The remaining (named) sections describe the project’s “extra” requirements, as specified using the extras_require keyword to setup(). The section name is the name of the optional feature, and the section body lists that feature’s dependencies.

Note that it is not normally necessary to inspect this file directly; pkg_resources.Distribution objects have a requires() method that can be used to obtain Requirement objects describing the project’s core and optional dependencies.

setup_requires.txt

Much like requires.txt except represents the requirements specified by the setup_requires parameter to the Distribution.

depends.txt – Obsolete, do not create!

This file follows an identical format to requires.txt, but is obsolete and should not be used. The earliest versions of setuptools required users to manually create and maintain this file, so the runtime still supports reading it, if it exists. The new filename was created so that it could be automatically generated from setup() information without overwriting an existing hand-created depends.txt, if one was already present in the project’s source .egg-info directory.

namespace_packages.txt – Namespace Package Metadata

A list of namespace package names, one per line, as supplied to the namespace_packages keyword to setup(). Please see the manuals for setuptools and pkg_resources for more information about namespace packages.

entry_points.txt – “Entry Point”/Plugin Metadata

This is a “sectioned” text file, whose contents encode the entry_points keyword supplied to setup(). All sections are named, as the section names specify the entry point groups in which the corresponding section’s entry points are registered.

Each section is a sequence of “entry point” lines, each parseable using the EntryPoint.parse classmethod; please see the pkg_resources manual for the complete entry point parsing syntax.

Note that it is not necessary to parse this file directly; the pkg_resources module provides a variety of APIs to locate and load entry points automatically. Please see the setuptools and pkg_resources manuals for details on the nature and uses of entry points.

» Directions for this task
In the excerpt on setuptools metadata files, why does the runtime still support reading depends.txt?

(Entries from a point labeling set)

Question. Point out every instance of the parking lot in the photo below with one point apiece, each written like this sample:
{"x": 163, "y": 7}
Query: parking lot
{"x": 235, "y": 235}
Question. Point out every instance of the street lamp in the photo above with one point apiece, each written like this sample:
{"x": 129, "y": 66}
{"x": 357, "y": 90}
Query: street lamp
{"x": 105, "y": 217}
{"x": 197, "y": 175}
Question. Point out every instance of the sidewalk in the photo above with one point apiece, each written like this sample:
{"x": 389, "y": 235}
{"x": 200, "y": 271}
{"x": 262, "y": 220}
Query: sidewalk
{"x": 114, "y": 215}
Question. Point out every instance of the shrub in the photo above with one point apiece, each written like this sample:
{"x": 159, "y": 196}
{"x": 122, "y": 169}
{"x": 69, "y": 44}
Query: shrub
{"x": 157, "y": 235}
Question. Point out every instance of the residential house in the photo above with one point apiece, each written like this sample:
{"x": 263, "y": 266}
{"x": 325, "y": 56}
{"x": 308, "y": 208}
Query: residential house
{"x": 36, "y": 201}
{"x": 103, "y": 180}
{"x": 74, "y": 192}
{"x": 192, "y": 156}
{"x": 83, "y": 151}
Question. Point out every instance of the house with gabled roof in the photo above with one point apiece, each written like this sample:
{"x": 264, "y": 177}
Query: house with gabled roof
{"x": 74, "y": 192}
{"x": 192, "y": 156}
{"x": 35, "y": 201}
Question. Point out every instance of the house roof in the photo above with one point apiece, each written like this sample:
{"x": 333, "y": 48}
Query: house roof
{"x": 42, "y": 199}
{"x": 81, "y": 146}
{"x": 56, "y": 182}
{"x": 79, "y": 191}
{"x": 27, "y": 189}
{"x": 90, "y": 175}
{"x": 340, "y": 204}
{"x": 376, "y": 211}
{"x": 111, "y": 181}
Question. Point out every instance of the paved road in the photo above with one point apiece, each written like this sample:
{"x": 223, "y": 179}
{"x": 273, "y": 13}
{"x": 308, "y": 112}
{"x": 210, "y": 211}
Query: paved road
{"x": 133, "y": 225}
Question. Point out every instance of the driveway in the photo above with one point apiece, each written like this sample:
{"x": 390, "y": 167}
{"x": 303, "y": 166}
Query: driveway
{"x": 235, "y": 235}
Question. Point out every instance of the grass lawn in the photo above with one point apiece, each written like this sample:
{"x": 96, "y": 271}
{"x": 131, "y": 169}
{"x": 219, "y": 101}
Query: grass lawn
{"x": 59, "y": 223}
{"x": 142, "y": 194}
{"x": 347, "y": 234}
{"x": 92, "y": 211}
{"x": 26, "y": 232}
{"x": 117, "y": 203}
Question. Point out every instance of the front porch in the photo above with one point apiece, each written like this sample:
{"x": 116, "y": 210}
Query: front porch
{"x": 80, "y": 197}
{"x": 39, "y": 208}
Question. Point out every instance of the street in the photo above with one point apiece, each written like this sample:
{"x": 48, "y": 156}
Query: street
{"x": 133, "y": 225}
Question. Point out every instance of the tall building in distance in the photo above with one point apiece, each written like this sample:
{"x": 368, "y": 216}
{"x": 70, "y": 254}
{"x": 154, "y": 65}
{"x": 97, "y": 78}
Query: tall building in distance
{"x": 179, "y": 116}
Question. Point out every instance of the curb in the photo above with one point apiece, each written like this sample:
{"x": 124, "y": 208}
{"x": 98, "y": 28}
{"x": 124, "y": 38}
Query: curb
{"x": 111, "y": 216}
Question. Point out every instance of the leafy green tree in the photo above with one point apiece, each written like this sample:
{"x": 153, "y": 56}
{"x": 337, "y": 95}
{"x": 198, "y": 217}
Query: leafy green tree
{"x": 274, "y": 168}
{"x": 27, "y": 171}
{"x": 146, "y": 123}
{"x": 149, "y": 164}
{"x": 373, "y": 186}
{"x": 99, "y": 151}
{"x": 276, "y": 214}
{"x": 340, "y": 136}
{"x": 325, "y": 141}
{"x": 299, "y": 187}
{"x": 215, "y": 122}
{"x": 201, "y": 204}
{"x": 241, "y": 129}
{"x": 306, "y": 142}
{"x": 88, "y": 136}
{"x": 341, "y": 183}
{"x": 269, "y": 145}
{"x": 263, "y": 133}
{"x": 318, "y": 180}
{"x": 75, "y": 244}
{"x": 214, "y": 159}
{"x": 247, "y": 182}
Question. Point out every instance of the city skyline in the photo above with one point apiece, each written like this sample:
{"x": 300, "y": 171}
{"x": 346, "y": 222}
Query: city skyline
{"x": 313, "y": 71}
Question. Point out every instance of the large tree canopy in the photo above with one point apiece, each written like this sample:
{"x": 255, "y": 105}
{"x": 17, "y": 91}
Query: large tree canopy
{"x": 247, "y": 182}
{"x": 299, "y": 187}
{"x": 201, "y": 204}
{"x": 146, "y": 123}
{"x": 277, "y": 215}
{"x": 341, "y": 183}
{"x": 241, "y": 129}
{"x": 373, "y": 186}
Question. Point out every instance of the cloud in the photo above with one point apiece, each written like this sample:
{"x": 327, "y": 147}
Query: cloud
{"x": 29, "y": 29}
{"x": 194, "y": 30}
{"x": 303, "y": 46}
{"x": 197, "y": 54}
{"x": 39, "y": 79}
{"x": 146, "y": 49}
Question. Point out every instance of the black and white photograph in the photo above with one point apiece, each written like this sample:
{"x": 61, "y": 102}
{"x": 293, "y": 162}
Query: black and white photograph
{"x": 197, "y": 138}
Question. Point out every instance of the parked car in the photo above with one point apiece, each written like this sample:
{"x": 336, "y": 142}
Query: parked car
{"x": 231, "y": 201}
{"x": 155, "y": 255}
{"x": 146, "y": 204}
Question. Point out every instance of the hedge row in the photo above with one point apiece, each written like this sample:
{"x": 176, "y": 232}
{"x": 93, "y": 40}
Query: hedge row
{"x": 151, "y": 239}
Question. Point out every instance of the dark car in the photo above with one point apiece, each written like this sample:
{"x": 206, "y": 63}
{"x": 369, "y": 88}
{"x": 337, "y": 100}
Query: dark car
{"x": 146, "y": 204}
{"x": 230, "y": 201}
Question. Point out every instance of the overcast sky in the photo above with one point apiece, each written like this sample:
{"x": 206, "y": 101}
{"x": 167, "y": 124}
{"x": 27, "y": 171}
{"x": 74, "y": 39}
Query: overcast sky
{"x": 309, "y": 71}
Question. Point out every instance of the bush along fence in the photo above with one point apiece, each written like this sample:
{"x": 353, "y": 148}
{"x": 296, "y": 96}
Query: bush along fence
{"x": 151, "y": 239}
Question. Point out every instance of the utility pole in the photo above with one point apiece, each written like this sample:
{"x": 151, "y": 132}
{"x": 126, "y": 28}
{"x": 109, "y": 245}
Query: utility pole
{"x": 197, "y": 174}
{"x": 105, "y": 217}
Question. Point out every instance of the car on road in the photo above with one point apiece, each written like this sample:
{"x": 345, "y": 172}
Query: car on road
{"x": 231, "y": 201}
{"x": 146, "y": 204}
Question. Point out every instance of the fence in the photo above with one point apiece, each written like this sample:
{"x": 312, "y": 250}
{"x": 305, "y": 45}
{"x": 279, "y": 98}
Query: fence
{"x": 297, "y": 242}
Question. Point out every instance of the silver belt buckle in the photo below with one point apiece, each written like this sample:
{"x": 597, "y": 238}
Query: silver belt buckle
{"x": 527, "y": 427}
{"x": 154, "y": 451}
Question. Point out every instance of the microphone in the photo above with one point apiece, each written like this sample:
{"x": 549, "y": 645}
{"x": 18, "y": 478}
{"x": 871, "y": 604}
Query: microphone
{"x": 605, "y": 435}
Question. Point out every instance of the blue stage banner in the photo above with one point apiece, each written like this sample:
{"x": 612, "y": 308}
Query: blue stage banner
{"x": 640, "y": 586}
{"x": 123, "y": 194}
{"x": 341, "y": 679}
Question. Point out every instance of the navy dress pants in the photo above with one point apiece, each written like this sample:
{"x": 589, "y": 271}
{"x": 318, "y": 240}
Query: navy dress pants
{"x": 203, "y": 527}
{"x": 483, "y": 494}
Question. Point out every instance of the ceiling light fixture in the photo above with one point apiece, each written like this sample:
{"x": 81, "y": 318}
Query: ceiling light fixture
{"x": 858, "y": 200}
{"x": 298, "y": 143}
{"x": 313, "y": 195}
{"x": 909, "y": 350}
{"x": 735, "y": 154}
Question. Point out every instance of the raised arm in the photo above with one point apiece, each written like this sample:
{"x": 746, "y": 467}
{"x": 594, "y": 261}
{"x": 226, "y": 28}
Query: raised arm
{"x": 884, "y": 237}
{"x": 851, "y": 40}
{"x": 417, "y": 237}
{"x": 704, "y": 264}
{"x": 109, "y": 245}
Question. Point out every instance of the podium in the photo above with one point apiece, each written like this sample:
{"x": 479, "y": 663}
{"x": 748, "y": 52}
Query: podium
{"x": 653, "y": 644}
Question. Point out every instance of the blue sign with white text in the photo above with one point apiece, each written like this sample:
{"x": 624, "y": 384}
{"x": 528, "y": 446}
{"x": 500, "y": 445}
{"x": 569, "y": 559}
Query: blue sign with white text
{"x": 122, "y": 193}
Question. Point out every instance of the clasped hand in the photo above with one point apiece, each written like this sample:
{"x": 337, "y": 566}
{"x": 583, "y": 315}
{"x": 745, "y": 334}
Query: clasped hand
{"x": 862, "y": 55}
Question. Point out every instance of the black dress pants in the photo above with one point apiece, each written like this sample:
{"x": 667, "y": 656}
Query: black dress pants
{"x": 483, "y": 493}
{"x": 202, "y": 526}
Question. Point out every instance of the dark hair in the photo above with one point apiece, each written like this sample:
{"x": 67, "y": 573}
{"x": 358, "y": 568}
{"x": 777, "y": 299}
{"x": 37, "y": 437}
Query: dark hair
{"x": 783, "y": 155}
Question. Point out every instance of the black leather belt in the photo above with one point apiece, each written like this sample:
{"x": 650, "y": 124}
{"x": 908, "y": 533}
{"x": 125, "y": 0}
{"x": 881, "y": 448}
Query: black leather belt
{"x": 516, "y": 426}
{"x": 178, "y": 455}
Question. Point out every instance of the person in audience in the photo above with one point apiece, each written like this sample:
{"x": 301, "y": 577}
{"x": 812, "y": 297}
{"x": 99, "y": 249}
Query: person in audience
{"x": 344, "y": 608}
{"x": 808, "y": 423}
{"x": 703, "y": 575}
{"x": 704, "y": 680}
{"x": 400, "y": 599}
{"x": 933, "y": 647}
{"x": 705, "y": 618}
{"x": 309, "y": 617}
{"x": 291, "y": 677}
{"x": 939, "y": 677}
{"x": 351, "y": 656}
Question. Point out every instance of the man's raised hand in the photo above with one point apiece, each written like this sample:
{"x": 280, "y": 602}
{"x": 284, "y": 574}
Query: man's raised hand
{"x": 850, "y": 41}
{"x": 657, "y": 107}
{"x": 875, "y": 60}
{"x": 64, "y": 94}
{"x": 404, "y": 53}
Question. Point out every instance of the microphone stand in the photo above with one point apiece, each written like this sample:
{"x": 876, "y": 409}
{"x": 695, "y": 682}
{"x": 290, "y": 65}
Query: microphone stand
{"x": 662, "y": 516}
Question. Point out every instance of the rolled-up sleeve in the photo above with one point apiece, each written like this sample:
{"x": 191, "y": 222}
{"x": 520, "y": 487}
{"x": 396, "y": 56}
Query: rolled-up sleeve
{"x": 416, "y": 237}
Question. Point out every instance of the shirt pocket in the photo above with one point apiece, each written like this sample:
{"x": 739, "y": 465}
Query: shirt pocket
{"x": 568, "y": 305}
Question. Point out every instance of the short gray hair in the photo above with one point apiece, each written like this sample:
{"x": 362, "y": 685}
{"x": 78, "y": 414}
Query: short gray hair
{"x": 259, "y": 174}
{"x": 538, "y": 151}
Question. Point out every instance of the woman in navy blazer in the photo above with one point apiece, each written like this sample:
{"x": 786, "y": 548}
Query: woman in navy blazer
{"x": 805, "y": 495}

» Response to the task
The earliest versions of setuptools required users to create and maintain that file manually.